- [Task requirements]
Render each line of the records below as a string in a JSON list, one string per line, omitting blank lines. Do not include the pictures.

(Photo-based point labeling data)

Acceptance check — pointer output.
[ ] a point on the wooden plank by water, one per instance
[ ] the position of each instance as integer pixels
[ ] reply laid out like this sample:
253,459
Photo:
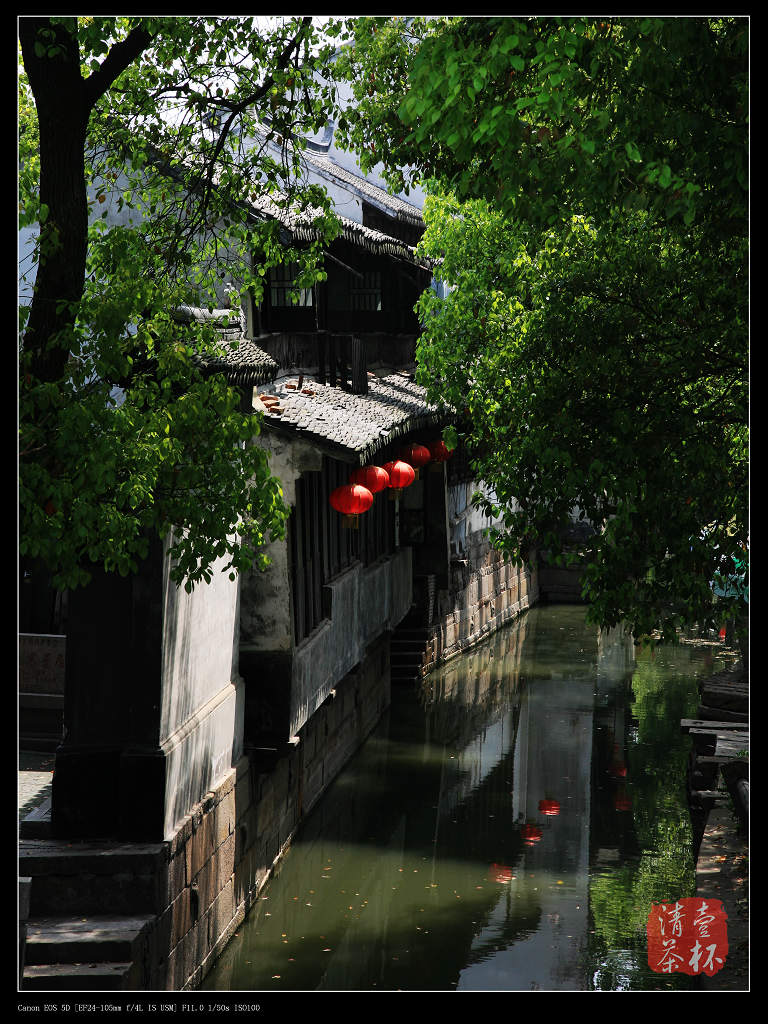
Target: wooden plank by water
709,726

- [Solution to this problem]
[
  "Acceptance check — pointer output.",
  "[ ] a point on the wooden plank by water, one per instance",
  "[ ] the position of each instance as integer pixels",
  "[ ] reply laid out like this sample:",
  "253,459",
  "Photo:",
  "Target: wooden plank by water",
  "709,726"
]